* _Task to complete_:
Which lines of the records below contain the string "cover"? Copy each one out, treating uppercase and lowercase as different.

* _Records for the task_:
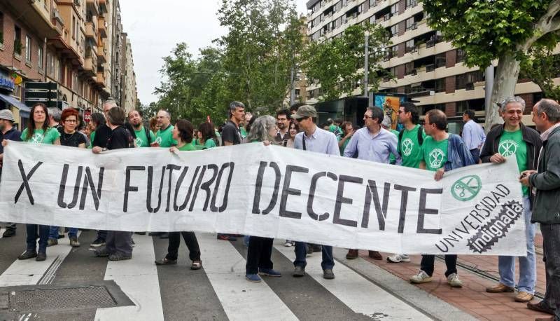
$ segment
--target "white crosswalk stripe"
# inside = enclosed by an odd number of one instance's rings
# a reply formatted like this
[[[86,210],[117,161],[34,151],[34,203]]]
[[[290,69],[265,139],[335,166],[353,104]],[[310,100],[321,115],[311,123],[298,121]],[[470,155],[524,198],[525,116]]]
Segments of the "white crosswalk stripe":
[[[295,259],[293,247],[279,244],[274,247],[290,260]],[[356,313],[384,320],[430,320],[343,264],[335,266],[335,280],[323,279],[321,253],[314,253],[307,260],[306,273]]]
[[[215,234],[197,233],[197,238],[204,271],[230,320],[298,320],[266,282],[245,280],[246,261],[229,242]],[[258,303],[262,300],[266,304]]]

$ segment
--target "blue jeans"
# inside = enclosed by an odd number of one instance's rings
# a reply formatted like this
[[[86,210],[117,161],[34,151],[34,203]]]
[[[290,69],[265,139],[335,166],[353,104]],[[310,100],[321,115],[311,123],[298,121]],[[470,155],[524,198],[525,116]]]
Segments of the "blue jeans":
[[[54,238],[58,240],[58,228],[59,226],[50,226],[50,230],[48,233],[48,238]],[[78,228],[71,227],[68,229],[68,237],[78,236]]]
[[[323,252],[323,261],[321,262],[321,267],[323,270],[332,270],[332,267],[335,266],[335,260],[332,259],[332,247],[321,245],[321,248]],[[294,251],[295,252],[295,261],[293,261],[293,265],[305,268],[305,266],[307,265],[307,262],[305,260],[305,257],[307,255],[307,248],[305,246],[305,243],[296,242]]]
[[[47,242],[48,241],[48,226],[46,225],[25,224],[27,230],[27,250],[47,252]],[[39,250],[37,251],[37,236],[39,238]]]
[[[537,281],[536,258],[535,257],[535,224],[531,224],[531,203],[528,197],[523,198],[523,208],[525,214],[525,235],[527,238],[527,256],[517,257],[519,260],[519,281],[517,287],[519,292],[535,294],[535,283]],[[515,287],[515,257],[498,257],[498,271],[500,272],[500,283],[510,287]]]

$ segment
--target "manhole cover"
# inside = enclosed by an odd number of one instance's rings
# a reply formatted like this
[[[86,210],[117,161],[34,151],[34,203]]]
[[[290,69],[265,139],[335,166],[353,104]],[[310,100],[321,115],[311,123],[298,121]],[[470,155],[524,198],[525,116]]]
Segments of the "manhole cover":
[[[10,310],[38,312],[111,308],[117,302],[103,286],[33,289],[9,292]]]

* _Solution to this problem_:
--target "manhole cover"
Segments of the "manhole cover":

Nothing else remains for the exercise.